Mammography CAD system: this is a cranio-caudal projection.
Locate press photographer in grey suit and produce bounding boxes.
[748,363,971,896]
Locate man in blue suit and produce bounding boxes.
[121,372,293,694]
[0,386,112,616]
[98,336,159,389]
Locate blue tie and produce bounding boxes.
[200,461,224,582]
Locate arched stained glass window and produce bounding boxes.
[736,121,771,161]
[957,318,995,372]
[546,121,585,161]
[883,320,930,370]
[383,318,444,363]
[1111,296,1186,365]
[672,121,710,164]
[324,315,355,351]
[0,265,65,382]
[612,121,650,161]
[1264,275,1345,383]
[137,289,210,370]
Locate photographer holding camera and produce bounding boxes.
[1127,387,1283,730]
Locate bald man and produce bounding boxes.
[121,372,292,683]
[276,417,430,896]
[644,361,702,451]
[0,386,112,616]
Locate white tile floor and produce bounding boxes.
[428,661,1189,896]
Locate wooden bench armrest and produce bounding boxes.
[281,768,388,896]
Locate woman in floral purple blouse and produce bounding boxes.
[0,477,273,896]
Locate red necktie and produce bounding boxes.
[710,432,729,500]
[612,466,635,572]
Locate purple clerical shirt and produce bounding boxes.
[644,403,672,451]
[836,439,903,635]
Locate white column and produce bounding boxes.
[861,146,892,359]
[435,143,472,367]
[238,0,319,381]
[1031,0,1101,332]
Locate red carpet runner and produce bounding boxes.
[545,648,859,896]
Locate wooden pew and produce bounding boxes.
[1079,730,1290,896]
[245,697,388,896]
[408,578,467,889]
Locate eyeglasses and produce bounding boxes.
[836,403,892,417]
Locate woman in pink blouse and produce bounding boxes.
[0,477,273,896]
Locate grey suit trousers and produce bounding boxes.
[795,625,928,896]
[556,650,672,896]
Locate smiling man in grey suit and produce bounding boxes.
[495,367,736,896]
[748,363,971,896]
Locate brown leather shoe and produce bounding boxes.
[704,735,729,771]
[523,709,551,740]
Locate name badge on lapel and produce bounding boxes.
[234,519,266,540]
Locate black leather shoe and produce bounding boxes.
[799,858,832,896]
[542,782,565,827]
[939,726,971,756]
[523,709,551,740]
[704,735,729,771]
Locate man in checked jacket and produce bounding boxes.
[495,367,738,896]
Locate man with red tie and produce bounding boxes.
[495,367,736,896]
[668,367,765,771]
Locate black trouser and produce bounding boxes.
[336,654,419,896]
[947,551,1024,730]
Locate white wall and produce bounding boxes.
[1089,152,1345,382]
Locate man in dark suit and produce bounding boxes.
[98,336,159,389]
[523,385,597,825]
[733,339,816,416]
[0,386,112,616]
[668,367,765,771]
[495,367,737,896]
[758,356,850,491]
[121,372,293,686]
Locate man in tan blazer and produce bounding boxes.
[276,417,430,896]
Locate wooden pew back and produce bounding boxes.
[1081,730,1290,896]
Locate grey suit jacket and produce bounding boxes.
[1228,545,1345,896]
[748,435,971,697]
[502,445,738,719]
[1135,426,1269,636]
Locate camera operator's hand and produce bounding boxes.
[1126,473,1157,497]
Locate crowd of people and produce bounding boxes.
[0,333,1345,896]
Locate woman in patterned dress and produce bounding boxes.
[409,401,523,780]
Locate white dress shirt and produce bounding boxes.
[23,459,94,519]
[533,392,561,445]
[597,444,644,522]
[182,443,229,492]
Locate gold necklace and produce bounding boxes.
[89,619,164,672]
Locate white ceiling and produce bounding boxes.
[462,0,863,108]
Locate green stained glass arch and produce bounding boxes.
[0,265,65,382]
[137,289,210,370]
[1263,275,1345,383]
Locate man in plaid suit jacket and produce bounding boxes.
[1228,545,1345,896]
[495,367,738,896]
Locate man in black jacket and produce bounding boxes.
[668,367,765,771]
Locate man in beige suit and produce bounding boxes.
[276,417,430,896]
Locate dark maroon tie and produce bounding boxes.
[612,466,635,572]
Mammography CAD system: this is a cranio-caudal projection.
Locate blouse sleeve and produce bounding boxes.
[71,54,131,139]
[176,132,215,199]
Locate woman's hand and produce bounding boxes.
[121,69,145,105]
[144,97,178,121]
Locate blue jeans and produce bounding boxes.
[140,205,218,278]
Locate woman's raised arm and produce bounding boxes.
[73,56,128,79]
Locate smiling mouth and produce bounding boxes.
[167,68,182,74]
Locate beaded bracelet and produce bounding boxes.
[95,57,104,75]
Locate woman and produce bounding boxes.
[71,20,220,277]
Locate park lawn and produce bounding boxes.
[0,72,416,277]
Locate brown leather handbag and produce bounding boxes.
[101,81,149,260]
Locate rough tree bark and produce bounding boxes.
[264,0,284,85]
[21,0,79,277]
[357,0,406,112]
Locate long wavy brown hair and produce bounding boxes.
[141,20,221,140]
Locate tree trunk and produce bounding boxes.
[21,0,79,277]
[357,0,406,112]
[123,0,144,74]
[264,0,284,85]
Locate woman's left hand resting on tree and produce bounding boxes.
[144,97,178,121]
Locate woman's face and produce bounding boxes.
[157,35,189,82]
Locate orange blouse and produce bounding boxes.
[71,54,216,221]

** Work to be completed **
In the part of the records that opens with the line containing "Locate black trouser" and closes with the line containing "[89,619,164,672]", change "tan blazer" to "beige blazer" and give those lines again with nothing else altered.

** Exercise response **
Locate black trouser and produce bounding boxes.
[336,654,419,896]
[947,551,1024,730]
Locate white wall and produce bounding boxes.
[1089,152,1345,382]
Locate man in dark suit and produce bounding boxes.
[98,336,159,389]
[523,385,597,825]
[733,339,816,416]
[0,386,112,616]
[668,367,765,771]
[495,367,737,896]
[758,356,850,491]
[121,372,293,686]
Locate man in beige blazer and produce bounding boxes.
[276,417,430,896]
Locate wooden pew back and produce bounding boxes.
[1081,730,1290,896]
Locate grey suit jacket and produce bounding boxes.
[1228,545,1345,896]
[748,435,971,697]
[502,445,738,719]
[1135,426,1269,636]
Locate camera operator's hand and produce bounding boxes.
[1126,473,1157,497]
Locate crowd of people and produce bounding boxes.
[0,333,1345,896]
Locate woman in patterned dress and produce bounding boxes.
[409,401,523,780]
Locate white dress shirt and produce bounding boxes.
[23,459,94,519]
[533,392,561,445]
[597,444,644,522]
[182,443,229,492]
Locate gold necklace and produce bounding boxes.
[89,619,164,672]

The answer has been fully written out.